EXTRACT TO READ:
▼
I open the link and load the page.
The page shows title, a heading level 1 sentence and then 4 links, each level 2.
I just see the link text, no indication of any kind that these links
represent anything special, other than that this is a link and a
heading, so the natural tendency, for me anyway, is to hit enter on
the link to see what happens.
For each of the link I selected it and hit enter.
There is no announcement of any changes, no autorefresh or cursor
movement of any kind, but when I arrow down I see the text now until I
come to the next link.
The same event happens for all of them.
I am just about to study ARIA myself so I cannot give you any smrt
insight into how it would work for you, but I would imagine that some
type of view or control (like treeview) could be used here with states
equal expanded or collapsed.
Another possibility would be to move the focus/cursor to the first
letter of the displayed text, with Javascript.
(but this can be confusing for screen reader users, I certainly don't
like it when the cursor takes off on me and moves without me telling
it to).
Could you simply add text to the link that is hidden but tells screen
readers something like (hit enter to expand text below this link)?
None of these are fantastic ideas and I will be urious to see what the
pros do, but at lesat now you know how the screen reader behaves, at
least Jaws 12.
▲
TASK A: Return the entries word for word, everything from the start of the entries down to the line containing "List every instance of the wolf head here.", with both of those lines included.
TASK B: Pick up the account of how a screen reader handles the expandable heading links and keep writing from the point where it stops.

WORKING DATA:
▼
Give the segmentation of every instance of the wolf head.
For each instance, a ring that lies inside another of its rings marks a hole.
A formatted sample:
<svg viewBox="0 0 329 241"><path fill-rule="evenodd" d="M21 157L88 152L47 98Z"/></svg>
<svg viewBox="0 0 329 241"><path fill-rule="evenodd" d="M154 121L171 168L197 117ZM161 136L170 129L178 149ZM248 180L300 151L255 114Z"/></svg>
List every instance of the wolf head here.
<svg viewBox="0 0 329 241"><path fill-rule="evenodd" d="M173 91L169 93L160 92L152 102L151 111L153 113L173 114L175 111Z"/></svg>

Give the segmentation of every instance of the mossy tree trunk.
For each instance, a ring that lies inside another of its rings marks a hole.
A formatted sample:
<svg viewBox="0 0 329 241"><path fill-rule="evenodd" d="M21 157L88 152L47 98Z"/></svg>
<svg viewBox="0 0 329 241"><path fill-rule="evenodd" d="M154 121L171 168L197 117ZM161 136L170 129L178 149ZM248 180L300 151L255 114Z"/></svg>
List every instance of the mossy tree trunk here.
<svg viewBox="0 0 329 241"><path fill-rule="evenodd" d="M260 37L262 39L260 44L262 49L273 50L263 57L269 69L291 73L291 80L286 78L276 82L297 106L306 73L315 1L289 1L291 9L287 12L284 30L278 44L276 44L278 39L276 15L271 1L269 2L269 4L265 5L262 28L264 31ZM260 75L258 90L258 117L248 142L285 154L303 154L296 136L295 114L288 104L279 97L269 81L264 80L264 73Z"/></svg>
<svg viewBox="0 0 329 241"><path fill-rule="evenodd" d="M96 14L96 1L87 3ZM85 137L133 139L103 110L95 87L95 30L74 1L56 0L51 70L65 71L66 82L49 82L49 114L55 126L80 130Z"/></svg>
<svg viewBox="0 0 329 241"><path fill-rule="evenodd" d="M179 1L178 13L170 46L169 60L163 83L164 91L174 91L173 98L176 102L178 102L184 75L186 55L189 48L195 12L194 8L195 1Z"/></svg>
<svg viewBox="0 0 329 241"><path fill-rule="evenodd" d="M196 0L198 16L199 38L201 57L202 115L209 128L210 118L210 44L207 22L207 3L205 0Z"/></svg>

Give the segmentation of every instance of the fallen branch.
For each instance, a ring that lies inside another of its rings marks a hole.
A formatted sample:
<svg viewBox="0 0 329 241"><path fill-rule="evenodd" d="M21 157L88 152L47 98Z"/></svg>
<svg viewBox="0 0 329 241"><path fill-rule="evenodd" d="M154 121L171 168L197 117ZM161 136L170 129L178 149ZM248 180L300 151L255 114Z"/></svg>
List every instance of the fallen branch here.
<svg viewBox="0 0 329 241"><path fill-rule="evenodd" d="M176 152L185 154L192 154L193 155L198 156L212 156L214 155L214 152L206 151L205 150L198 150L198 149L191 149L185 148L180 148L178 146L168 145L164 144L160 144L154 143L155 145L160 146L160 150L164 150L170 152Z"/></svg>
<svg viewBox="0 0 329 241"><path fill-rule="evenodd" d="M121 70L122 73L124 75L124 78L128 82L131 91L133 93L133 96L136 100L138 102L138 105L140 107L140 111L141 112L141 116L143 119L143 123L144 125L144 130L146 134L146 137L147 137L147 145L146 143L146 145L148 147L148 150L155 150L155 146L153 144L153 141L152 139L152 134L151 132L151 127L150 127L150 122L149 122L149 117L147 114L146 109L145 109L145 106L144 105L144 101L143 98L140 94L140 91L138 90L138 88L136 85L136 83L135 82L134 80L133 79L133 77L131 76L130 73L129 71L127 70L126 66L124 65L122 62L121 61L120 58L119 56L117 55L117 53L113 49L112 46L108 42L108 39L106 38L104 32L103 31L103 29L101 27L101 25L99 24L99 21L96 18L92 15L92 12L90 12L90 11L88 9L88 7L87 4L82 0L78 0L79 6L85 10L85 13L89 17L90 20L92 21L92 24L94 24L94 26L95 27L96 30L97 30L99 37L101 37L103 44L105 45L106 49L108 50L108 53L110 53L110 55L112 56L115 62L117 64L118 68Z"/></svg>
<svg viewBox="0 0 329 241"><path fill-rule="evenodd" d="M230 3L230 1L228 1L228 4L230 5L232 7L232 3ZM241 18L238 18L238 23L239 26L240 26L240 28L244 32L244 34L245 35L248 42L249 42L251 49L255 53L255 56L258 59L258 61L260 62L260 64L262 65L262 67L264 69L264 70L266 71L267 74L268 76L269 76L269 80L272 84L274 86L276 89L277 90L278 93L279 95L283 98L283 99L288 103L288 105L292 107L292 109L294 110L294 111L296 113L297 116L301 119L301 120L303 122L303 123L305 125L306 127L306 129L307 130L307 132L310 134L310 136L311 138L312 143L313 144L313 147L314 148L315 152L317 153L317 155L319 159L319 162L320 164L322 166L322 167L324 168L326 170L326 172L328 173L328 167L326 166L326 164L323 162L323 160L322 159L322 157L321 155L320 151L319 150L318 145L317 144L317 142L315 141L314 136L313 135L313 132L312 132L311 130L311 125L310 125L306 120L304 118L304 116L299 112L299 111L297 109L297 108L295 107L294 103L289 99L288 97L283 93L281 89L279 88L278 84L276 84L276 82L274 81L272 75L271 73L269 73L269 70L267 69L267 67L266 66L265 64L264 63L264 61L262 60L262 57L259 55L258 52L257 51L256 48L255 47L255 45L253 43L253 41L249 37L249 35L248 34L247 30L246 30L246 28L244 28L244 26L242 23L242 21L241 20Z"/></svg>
▲
EXERCISE RESPONSE A:
Give the segmentation of every instance of the wolf head.
For each instance, a ring that lies inside another of its rings marks a hole.
A formatted sample:
<svg viewBox="0 0 329 241"><path fill-rule="evenodd" d="M21 157L88 152L47 98Z"/></svg>
<svg viewBox="0 0 329 241"><path fill-rule="evenodd" d="M154 121L171 168L197 117ZM161 136L170 129L178 149ZM248 180L300 151L255 114Z"/></svg>
List every instance of the wolf head here.

EXERCISE RESPONSE B:
hth
-b
On 4/5/11, Angela French < <EMAIL REMOVED> > wrote:
> Thank you to everybody who tested the jQuery expanding content for me. I
> should clarify that I did not create this page, but rather am looking for an
> implementation of expanding content (content that will close/expanded for
> sighted users) that will be completely accessible to screen reader users and
> non-mouse users.
>
> What I am still unclear about is this: is the content discoverable without
> any action by the screen readers user? My hope is that the fact that the
> content in the divs is "hidden" would be transparent to the screen reader
> user - in other words that it is already expanded. If it requires action by
> the screen reader user, what is the best way to convey that action is
> required? In this example, the developer used a background image of a plus
> sign to indicate to sighted users that that content can be expanded. If
> expanding the content requires action by the screen reader user, how do you
> know that it is required, other than the fact that the headline has been
> made into a link? When you click on it, what indication do you receive that
> there is additional content present, or does the screen reader just continue
> to read the page in a linear fashion?
>
> Thank you for any clarification you might provide.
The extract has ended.